(Pointing dataset excerpts)
[start]

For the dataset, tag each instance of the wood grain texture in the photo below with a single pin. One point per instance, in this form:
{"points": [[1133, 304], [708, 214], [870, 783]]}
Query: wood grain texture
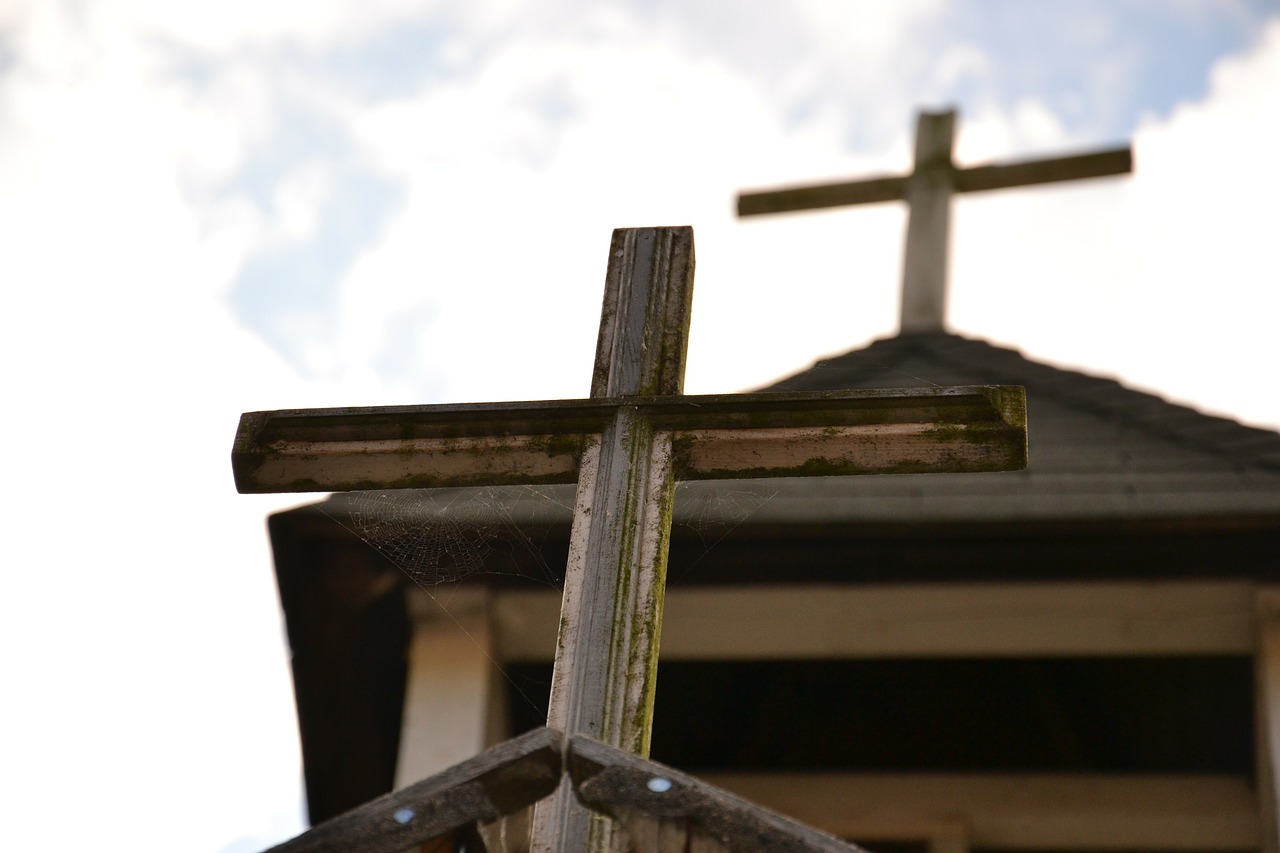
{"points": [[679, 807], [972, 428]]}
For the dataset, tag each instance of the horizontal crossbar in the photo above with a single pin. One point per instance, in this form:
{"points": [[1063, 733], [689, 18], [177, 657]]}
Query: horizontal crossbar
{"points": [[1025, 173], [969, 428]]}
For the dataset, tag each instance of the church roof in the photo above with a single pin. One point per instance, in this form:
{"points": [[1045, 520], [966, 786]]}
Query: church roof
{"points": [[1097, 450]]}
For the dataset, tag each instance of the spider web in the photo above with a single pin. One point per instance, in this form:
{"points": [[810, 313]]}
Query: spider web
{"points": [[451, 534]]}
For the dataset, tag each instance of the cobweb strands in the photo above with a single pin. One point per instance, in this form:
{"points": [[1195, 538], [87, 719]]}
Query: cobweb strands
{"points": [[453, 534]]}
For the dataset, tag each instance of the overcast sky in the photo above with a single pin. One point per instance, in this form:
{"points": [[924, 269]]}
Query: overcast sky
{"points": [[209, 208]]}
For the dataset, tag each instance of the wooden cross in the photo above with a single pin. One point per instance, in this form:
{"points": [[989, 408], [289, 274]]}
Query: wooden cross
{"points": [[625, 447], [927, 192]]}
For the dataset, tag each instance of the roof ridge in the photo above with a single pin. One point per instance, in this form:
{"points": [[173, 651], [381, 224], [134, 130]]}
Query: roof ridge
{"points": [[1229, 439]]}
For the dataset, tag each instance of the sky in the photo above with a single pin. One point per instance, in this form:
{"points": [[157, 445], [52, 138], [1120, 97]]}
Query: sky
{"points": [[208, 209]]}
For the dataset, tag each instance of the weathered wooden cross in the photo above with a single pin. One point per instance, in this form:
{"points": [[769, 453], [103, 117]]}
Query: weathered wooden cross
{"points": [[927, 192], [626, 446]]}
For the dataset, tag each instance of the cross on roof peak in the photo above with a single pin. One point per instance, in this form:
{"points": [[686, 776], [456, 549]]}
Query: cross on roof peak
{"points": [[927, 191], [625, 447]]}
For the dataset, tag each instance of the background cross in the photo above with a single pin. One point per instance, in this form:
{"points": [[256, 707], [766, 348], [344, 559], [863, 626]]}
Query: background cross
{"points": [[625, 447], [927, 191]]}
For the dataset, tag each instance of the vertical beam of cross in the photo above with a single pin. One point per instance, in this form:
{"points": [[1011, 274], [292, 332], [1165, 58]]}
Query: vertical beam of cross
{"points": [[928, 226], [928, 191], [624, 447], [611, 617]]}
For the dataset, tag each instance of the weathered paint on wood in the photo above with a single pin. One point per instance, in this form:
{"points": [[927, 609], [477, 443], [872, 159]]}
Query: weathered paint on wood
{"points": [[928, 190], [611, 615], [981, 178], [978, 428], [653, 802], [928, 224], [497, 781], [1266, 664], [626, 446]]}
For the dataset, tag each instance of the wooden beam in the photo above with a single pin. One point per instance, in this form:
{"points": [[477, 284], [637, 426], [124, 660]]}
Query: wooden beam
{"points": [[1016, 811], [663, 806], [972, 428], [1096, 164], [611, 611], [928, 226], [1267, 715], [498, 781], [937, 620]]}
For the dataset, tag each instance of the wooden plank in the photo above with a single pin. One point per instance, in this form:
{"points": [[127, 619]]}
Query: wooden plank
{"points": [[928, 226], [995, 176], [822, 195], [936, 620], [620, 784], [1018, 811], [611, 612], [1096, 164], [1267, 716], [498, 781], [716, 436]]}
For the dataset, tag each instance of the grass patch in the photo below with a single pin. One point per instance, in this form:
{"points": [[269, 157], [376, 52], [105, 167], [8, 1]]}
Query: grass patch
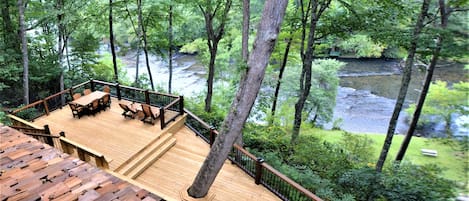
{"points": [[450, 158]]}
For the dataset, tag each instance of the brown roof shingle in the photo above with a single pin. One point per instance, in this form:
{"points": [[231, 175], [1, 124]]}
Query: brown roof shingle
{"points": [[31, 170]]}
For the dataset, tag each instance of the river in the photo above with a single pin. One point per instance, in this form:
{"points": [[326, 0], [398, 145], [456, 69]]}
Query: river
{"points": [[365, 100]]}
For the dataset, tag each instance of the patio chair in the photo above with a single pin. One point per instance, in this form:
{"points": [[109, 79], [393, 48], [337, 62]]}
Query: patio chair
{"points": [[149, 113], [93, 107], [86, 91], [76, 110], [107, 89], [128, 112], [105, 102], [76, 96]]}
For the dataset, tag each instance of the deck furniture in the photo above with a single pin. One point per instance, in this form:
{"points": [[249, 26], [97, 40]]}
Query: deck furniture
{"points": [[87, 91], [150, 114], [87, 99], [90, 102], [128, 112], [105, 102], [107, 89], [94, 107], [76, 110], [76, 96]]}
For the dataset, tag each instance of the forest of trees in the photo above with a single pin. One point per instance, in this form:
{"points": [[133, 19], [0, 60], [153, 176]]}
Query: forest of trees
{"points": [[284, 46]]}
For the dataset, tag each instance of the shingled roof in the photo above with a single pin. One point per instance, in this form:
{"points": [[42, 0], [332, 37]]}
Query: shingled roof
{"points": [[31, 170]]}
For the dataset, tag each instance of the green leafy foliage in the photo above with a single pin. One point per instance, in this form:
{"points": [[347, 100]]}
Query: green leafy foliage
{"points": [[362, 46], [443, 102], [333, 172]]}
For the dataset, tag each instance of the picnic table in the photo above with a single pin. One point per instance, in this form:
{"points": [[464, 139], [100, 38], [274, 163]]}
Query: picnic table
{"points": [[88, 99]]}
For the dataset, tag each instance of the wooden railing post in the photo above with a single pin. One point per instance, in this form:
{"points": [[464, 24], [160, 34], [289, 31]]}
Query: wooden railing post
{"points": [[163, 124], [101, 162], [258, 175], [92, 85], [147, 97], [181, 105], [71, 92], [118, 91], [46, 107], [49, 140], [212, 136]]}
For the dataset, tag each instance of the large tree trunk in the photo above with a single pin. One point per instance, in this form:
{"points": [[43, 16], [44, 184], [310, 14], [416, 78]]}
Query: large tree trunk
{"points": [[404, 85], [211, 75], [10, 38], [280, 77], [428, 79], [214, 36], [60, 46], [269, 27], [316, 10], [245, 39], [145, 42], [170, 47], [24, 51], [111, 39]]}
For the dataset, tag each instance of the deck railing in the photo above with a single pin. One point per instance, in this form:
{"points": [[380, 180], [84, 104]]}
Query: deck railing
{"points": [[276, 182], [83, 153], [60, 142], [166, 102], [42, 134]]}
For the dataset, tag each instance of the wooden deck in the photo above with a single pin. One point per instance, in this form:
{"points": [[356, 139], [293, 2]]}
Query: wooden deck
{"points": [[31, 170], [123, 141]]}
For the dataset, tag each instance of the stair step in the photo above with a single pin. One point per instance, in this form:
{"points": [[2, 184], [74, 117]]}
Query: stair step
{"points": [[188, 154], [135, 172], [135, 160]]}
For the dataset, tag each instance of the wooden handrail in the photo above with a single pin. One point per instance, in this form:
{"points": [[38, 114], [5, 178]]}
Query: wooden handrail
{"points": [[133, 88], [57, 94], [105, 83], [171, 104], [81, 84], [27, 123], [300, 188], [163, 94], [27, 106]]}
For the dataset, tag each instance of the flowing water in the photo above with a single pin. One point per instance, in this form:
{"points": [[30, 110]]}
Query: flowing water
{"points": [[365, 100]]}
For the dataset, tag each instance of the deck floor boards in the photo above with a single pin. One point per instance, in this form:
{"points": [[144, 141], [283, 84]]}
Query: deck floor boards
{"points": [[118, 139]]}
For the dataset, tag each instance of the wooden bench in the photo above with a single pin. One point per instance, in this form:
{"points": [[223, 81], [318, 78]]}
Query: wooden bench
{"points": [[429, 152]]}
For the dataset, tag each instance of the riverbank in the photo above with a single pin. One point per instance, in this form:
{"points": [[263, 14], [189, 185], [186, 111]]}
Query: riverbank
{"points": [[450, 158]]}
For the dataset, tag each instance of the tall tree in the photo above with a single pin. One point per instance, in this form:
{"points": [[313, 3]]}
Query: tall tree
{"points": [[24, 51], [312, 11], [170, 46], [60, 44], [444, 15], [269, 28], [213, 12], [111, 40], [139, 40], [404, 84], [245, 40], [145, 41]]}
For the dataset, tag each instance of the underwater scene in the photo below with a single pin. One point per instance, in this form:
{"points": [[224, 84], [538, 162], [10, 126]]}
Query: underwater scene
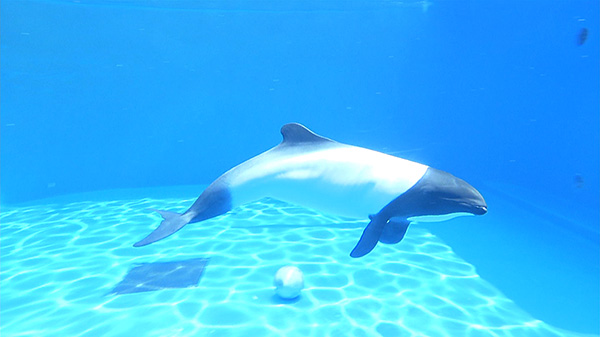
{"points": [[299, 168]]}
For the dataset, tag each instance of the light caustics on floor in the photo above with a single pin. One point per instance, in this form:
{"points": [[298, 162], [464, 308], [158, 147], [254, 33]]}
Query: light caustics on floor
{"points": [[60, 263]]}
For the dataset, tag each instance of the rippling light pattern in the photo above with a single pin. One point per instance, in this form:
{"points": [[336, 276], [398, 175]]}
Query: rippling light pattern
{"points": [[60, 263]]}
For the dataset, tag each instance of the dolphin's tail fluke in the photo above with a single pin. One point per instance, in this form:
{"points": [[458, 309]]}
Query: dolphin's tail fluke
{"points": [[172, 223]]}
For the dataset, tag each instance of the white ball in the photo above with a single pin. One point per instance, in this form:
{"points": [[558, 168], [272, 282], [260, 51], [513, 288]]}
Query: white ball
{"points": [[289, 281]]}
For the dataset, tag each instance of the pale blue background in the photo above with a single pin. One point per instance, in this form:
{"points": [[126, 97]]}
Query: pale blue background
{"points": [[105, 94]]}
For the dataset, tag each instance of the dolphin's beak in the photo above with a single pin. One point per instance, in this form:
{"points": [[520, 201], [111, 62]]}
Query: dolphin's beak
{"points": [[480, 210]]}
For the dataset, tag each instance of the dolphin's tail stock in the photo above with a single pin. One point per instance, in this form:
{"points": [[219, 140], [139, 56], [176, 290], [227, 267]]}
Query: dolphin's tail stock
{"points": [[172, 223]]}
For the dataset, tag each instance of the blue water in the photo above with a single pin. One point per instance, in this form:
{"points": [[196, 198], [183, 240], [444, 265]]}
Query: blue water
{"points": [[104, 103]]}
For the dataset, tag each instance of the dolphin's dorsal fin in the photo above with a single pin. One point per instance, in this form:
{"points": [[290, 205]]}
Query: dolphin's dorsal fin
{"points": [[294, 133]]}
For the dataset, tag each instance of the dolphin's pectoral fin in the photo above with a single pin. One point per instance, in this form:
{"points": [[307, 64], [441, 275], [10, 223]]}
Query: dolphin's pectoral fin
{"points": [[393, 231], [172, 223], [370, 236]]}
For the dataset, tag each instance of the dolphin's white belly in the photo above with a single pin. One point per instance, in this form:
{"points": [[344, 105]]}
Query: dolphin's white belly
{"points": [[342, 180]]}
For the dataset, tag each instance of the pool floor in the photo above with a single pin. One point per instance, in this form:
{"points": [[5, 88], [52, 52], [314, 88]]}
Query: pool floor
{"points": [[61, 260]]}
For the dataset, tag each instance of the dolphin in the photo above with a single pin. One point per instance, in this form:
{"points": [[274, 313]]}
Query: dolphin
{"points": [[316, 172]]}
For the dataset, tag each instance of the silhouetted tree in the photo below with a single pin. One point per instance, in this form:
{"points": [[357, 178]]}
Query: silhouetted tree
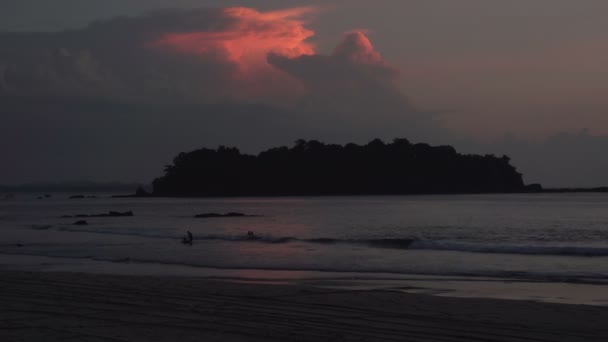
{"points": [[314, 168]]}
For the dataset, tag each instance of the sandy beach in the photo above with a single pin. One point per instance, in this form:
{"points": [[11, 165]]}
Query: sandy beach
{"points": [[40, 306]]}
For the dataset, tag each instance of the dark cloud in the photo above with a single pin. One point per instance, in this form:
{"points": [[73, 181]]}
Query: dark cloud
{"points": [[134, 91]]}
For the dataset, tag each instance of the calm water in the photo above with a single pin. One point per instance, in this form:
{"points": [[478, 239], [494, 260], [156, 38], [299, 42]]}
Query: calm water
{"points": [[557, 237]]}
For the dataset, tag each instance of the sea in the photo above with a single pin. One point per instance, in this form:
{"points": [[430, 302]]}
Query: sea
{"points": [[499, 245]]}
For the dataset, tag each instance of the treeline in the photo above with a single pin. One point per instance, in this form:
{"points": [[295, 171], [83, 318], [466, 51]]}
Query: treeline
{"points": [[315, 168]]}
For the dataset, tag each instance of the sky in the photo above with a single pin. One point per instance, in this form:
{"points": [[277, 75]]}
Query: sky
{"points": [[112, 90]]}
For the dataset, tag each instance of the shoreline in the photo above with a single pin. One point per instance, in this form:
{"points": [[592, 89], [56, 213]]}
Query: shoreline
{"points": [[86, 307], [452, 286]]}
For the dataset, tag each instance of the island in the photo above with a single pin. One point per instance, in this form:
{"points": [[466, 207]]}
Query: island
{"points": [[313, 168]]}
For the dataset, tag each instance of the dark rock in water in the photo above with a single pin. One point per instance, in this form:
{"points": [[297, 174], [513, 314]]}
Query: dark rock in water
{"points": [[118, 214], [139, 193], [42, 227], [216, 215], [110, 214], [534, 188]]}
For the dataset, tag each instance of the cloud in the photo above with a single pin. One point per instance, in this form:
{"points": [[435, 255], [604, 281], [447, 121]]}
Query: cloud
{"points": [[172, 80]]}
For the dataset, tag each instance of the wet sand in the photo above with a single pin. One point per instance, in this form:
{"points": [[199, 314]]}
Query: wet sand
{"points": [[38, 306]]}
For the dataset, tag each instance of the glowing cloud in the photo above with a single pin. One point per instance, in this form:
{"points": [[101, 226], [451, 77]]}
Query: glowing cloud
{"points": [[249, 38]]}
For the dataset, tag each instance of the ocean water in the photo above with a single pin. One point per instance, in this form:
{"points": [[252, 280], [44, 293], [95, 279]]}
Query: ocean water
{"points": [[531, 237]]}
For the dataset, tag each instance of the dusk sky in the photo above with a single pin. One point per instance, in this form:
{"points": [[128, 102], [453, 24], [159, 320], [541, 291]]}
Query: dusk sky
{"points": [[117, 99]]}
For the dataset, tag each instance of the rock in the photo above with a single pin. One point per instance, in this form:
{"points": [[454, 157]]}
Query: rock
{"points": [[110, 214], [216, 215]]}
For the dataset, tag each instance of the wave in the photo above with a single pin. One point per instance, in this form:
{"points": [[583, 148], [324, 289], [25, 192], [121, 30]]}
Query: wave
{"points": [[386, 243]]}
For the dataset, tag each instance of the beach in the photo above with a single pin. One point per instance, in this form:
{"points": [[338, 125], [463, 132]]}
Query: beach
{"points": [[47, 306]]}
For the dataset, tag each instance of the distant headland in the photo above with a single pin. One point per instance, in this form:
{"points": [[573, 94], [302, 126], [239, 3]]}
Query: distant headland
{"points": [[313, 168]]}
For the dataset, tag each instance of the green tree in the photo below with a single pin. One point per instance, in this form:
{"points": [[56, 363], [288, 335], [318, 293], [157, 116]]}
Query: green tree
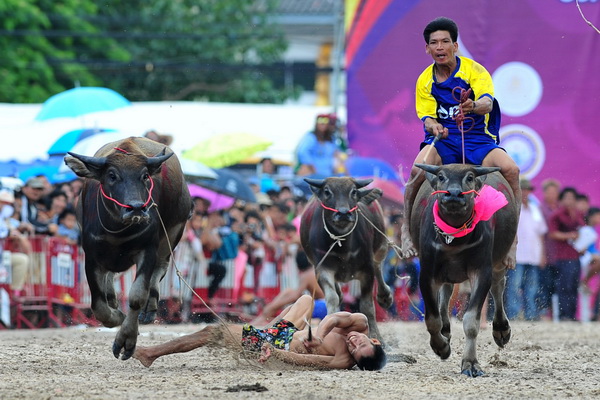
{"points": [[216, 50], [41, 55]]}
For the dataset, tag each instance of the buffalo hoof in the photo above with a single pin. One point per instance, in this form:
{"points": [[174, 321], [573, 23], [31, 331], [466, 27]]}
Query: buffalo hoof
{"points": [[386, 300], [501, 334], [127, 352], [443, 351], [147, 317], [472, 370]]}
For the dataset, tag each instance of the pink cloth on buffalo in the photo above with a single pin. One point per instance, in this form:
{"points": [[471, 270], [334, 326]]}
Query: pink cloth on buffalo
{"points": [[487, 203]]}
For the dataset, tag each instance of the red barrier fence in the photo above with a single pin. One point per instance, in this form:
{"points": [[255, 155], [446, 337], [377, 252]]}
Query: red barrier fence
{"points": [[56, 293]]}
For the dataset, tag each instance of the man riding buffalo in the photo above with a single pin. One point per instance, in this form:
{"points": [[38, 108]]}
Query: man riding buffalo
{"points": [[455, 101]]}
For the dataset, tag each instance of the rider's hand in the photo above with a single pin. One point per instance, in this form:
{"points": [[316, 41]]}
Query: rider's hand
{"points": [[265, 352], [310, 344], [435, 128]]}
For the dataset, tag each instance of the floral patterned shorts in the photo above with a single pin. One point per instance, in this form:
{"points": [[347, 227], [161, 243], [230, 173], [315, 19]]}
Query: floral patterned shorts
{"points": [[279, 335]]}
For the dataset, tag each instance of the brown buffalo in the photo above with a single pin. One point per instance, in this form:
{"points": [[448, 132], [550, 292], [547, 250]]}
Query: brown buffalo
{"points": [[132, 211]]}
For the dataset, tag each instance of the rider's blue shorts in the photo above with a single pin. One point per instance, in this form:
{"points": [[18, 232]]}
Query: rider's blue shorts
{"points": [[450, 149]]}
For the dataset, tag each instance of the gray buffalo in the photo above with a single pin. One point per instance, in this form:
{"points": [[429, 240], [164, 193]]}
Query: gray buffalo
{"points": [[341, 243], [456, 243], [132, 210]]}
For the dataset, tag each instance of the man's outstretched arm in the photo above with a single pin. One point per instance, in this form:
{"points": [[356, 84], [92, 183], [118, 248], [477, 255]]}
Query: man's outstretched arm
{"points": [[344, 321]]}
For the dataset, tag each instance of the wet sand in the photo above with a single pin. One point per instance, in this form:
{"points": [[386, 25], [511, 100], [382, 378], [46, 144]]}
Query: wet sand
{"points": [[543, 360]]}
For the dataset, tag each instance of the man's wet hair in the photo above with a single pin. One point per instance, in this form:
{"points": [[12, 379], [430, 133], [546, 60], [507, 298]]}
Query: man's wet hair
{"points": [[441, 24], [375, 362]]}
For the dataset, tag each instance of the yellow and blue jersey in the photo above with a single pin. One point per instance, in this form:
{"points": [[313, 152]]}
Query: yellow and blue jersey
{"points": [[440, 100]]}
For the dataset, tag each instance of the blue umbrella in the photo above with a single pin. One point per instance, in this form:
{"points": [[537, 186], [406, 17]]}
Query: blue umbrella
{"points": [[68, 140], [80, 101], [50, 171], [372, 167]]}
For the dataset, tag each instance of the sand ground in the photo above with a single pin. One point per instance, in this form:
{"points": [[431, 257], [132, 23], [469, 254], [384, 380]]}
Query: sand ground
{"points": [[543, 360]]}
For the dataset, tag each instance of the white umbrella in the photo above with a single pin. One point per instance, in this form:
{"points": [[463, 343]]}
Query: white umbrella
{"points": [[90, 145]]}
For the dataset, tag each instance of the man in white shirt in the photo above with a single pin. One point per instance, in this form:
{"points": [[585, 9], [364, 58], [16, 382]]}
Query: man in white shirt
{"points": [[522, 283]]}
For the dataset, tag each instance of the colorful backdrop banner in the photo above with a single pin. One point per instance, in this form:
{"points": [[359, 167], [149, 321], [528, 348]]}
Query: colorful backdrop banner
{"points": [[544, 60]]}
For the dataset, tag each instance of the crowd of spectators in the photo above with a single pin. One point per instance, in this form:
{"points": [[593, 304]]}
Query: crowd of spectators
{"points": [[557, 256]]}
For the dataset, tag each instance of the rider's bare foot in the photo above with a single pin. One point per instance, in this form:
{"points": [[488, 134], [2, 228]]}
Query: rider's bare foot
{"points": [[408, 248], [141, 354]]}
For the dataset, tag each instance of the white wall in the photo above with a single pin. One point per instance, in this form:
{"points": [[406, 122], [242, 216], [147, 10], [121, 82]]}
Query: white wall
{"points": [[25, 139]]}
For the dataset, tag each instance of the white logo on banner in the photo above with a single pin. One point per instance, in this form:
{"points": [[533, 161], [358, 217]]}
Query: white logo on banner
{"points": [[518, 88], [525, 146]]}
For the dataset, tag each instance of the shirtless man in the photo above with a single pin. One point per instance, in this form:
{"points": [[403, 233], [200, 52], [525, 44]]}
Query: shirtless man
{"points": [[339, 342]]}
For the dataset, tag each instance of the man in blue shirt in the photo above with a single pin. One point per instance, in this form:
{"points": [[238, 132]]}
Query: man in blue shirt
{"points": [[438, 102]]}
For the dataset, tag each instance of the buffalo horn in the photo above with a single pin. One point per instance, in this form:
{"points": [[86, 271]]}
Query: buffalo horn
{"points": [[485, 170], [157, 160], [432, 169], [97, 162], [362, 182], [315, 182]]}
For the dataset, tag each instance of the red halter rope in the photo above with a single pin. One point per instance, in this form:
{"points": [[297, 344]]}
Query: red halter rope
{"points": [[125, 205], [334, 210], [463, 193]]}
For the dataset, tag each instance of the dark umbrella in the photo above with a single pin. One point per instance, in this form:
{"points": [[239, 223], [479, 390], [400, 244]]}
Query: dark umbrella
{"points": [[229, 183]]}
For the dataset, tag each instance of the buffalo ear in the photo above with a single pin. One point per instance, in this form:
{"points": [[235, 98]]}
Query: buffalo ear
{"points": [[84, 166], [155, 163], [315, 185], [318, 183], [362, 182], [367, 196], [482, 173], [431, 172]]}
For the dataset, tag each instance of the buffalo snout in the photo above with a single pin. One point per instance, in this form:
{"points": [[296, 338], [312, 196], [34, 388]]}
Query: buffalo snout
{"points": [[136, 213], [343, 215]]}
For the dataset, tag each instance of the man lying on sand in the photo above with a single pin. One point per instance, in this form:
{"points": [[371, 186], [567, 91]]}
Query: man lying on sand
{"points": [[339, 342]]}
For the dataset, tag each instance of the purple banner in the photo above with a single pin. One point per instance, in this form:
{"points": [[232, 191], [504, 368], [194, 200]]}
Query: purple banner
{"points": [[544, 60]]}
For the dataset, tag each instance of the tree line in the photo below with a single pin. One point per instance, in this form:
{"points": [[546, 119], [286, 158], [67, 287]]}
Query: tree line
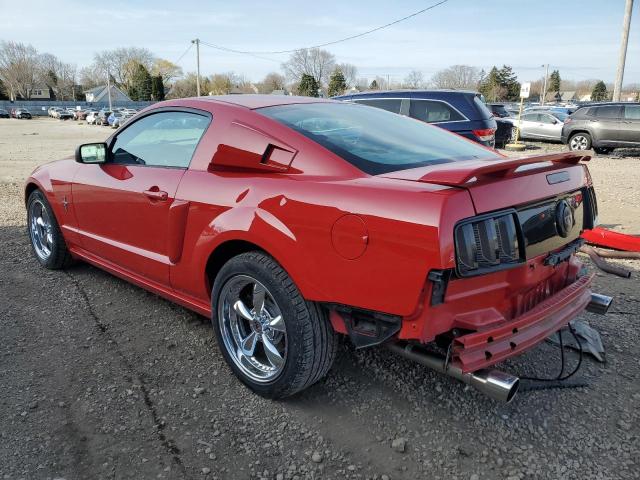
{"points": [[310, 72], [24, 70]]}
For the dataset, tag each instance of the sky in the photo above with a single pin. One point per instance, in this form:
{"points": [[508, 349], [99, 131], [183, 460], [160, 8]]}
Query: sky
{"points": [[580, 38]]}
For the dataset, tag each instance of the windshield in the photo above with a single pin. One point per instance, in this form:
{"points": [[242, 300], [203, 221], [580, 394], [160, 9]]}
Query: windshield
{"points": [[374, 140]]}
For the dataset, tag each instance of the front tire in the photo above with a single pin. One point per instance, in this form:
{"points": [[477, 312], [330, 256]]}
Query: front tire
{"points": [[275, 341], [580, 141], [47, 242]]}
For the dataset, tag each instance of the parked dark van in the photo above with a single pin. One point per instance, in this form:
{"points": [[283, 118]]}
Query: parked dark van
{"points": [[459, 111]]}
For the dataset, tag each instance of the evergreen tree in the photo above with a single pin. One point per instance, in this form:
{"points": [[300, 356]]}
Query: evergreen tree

[end]

▶ Problem to work on: Exactly as written, set down the lines from the line holding "For the dataset, tag each instance of the purple" to the last line of the data, both ends included, pictures excluded.

▶ Answer to the exercise:
For the dataset, tag each instance of the purple banner in the photo above with a single pin. One point per instance, in this form:
{"points": [[232, 191], [504, 368], [194, 200]]}
Query: purple banner
{"points": [[544, 60]]}
For the dataset, tag each instance of the tree line in the photo below with a single pin. One point per instance, in this form:
{"points": [[546, 119], [286, 158], [67, 287]]}
Query: tree line
{"points": [[310, 72], [24, 70]]}
For the dataset, tag each instance of the sky in the photo above with a single pin. One point per instance, in this form:
{"points": [[508, 349], [99, 131], [183, 460], [160, 8]]}
Query: sky
{"points": [[580, 38]]}
For the dataset, tag each instance of the windshield in the photo above with a single pin. One point per instance, in this form:
{"points": [[242, 300], [203, 221], [580, 394], [160, 9]]}
Query: windshield
{"points": [[374, 140]]}
For the dataset, tag each instance of the front tire in the photo above with a single pin. One point per instance, in this form:
{"points": [[477, 312], [330, 256]]}
Query: front tire
{"points": [[275, 341], [580, 141], [47, 242]]}
For the dataset, tag each instance of the parked dark van in the photo above with a single pin. One point per instance, in this form:
{"points": [[283, 118]]}
Query: parked dark van
{"points": [[459, 111]]}
For the dataset, tag each instance of the evergreen tree in the photo above with a single pin. One point per instance, in this form:
{"points": [[300, 356]]}
Query: evergreen tree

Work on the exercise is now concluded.